### Work order:
Rewrite all of the records below as a numbered list, omitting blank lines. Leave the pictures out of your answer.

### Records from a data source:
= Beginning of Section =
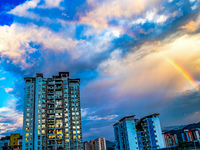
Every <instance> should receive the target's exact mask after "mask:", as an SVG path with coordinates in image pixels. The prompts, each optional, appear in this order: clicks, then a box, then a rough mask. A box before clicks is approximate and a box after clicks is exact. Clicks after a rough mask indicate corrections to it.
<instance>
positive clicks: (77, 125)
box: [22, 72, 83, 150]
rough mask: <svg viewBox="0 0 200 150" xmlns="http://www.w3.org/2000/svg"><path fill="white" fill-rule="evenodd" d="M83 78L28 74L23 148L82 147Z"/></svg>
mask: <svg viewBox="0 0 200 150" xmlns="http://www.w3.org/2000/svg"><path fill="white" fill-rule="evenodd" d="M79 87H80V79H69V72H59V76H53V77H52V78H43V74H36V77H28V78H25V95H24V120H23V145H22V149H23V150H47V149H48V150H51V149H52V150H55V149H63V150H82V149H83V144H82V125H81V109H80V90H79Z"/></svg>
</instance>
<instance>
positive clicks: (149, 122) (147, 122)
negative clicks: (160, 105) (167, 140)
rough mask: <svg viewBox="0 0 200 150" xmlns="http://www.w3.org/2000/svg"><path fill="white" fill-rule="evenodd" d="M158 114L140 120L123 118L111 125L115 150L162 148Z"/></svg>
mask: <svg viewBox="0 0 200 150" xmlns="http://www.w3.org/2000/svg"><path fill="white" fill-rule="evenodd" d="M158 116H159V114H152V115H149V116H146V117H144V118H142V119H140V120H138V119H135V118H134V116H128V117H124V118H122V119H121V120H119V122H117V123H115V124H114V125H113V127H114V134H115V142H116V149H117V150H137V149H139V150H146V149H150V150H154V149H155V150H156V149H159V148H164V147H165V145H164V139H163V136H162V131H161V125H160V120H159V118H158Z"/></svg>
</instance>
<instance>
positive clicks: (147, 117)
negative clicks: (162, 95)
mask: <svg viewBox="0 0 200 150" xmlns="http://www.w3.org/2000/svg"><path fill="white" fill-rule="evenodd" d="M159 115H160V114H157V113H155V114H151V115H148V116H145V117H143V118H141V120H143V119H146V118H152V117H157V116H159Z"/></svg>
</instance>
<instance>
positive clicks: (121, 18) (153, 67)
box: [0, 0, 200, 141]
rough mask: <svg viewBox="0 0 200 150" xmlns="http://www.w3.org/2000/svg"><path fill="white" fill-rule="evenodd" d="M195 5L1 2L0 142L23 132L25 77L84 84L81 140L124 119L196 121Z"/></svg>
= End of Section =
### Task solution:
1. Every <instance> should receive the target's exact mask after "mask:", as an SVG path with coordinates in image pixels. The prompts, each optional, appear in this order: clicks, then a box, then a rough mask. A box before clicks is approximate and a box after clicks is exact. Clicks after a rough mask indicate corrections to it.
2. <instance>
3. positive clicks: (77, 125)
4. box: [22, 72, 83, 150]
5. rough mask: <svg viewBox="0 0 200 150" xmlns="http://www.w3.org/2000/svg"><path fill="white" fill-rule="evenodd" d="M83 78L28 74L23 148L82 147Z"/></svg>
6. mask: <svg viewBox="0 0 200 150" xmlns="http://www.w3.org/2000/svg"><path fill="white" fill-rule="evenodd" d="M79 87H80V79H69V72H59V76H53V77H52V78H43V74H36V77H28V78H25V95H24V120H23V145H22V149H23V150H47V149H48V150H51V149H52V150H55V149H63V150H82V149H83V144H82V125H81V109H80V90H79Z"/></svg>
7. </instance>
8. <instance>
9. positive clicks: (149, 122) (147, 122)
10. negative clicks: (160, 105) (167, 140)
11. rough mask: <svg viewBox="0 0 200 150" xmlns="http://www.w3.org/2000/svg"><path fill="white" fill-rule="evenodd" d="M158 114L140 120L123 118L111 125L115 150L162 148Z"/></svg>
12. mask: <svg viewBox="0 0 200 150" xmlns="http://www.w3.org/2000/svg"><path fill="white" fill-rule="evenodd" d="M158 116H159V114H152V115H149V116H146V117H144V118H142V119H140V120H138V119H135V118H134V116H128V117H124V118H122V119H121V120H119V122H117V123H115V124H114V125H113V127H114V134H115V142H116V149H117V150H137V149H139V150H146V149H150V150H154V149H155V150H156V149H159V148H164V147H165V145H164V139H163V136H162V131H161V125H160V120H159V118H158Z"/></svg>
13. </instance>
14. <instance>
15. positive clicks: (147, 117)
16. negative clicks: (162, 95)
17. mask: <svg viewBox="0 0 200 150" xmlns="http://www.w3.org/2000/svg"><path fill="white" fill-rule="evenodd" d="M159 115H160V114H157V113H155V114H151V115H148V116H145V117H143V118H141V120H143V119H146V118H152V117H157V116H159Z"/></svg>
18. </instance>
19. <instance>
20. positive clicks: (121, 18) (153, 67)
21. box: [0, 0, 200, 141]
22. rough mask: <svg viewBox="0 0 200 150" xmlns="http://www.w3.org/2000/svg"><path fill="white" fill-rule="evenodd" d="M195 5L1 2L0 142L23 132L25 77L84 84L81 140L124 119L196 121Z"/></svg>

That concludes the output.